# DOCUMENT SEGMENT:
^^^^

1. It’s the biggest cell in your body
Most cells in our bodies cannot be seen without a microscope, but the female egg cell is big enough to be visible to the naked eye. Pretty impressive huh?
2. You’re born with all of your eggs in two baskets
Every woman is born with a set of eggs in her ovaries opposed to men who produce new sperm every 90 days. You can have as many as 7 million eggs in your ovaries when you are born.
3. Eggs decline over time
Although you are born with millions of eggs they will diminish over time so you end up with around 700,000 by the time you hit puberty. Each month you continue to lose eggs, at the point of menopause you will have approximately less than 1000 eggs remaining. Opposed to common misconception neither pregnancy nor hormonal contraception slows the monthly recruitment and loss of eggs down.
4. You release an egg every cycle
For most women the body initiates ovulation every cycle, which is when you have a positive LH test – it indicates your body is getting ready for ovulation. But some women have the potential to release two eggs during one cycle, one per ovary, which is how fraternal twins are made. This is only possible within a 24 hour period.

^^^^

# PROBLEMS AND TASKS:
a - For each statement, decide whether the list of facts about egg cells agrees with it. Answer yes or no, and quote the text's deciding words. (i) The female egg cell can be seen without a microscope. (ii) Hormonal contraception slows the monthly loss of eggs. (iii) Men produce new sperm every 90 days.
b - According to the list of facts about egg cells, about how many eggs remain by the time of puberty?
c - Carry on the list of facts about egg cells from where it stops.
The rows have no connection to the list of facts about egg cells.

^^^^

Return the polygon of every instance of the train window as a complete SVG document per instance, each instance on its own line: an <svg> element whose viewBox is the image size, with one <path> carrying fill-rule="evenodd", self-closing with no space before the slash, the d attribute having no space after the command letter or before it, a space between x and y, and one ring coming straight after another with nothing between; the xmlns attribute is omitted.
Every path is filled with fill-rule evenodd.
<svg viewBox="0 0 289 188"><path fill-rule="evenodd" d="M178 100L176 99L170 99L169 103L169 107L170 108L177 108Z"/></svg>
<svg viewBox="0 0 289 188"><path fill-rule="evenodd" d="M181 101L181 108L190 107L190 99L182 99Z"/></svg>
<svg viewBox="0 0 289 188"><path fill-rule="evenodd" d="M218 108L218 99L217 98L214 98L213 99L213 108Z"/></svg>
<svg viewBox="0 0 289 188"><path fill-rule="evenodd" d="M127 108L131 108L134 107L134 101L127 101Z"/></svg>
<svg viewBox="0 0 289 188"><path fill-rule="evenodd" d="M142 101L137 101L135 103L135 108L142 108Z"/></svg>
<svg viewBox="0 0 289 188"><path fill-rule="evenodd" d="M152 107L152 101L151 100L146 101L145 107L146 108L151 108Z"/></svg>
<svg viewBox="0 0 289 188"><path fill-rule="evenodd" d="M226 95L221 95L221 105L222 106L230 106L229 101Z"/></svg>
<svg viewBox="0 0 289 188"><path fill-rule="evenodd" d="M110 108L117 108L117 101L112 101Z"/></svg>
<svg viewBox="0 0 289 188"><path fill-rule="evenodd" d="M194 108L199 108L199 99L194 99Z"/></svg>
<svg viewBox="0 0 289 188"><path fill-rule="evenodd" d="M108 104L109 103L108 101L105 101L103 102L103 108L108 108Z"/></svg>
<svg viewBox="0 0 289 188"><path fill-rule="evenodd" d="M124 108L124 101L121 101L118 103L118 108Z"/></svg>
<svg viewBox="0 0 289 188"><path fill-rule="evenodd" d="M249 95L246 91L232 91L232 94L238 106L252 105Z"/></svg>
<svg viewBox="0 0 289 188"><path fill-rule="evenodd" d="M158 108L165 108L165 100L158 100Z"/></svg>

^^^^

# ANSWERS FOR EACH ITEM:
a -
(i) Yes: "the female egg cell is big enough to be visible to the naked eye"
(ii) No: "neither pregnancy nor hormonal contraception slows the monthly recruitment and loss of eggs down"
(iii) Yes: "men who produce new sperm every 90 days"

b - Around 700,000.

c -
Women who take hormonal contraception do not release an egg every cycle, as it inhibits ovulation. This is how pregnancy is prevented – if there is no egg to meet the sperm you cannot get pregnant. A regular cycle without ovulation is known as an anovulatory cycle.
5. An egg has a short lifespan after ovulation
Once released, an egg can only be fertilised over the next 12-24 hours. Sperm, on the other hand, can live up to 5 days if the sperm encounters the right environment. Natural Cycles takes these factors into account when calculating your fertile days.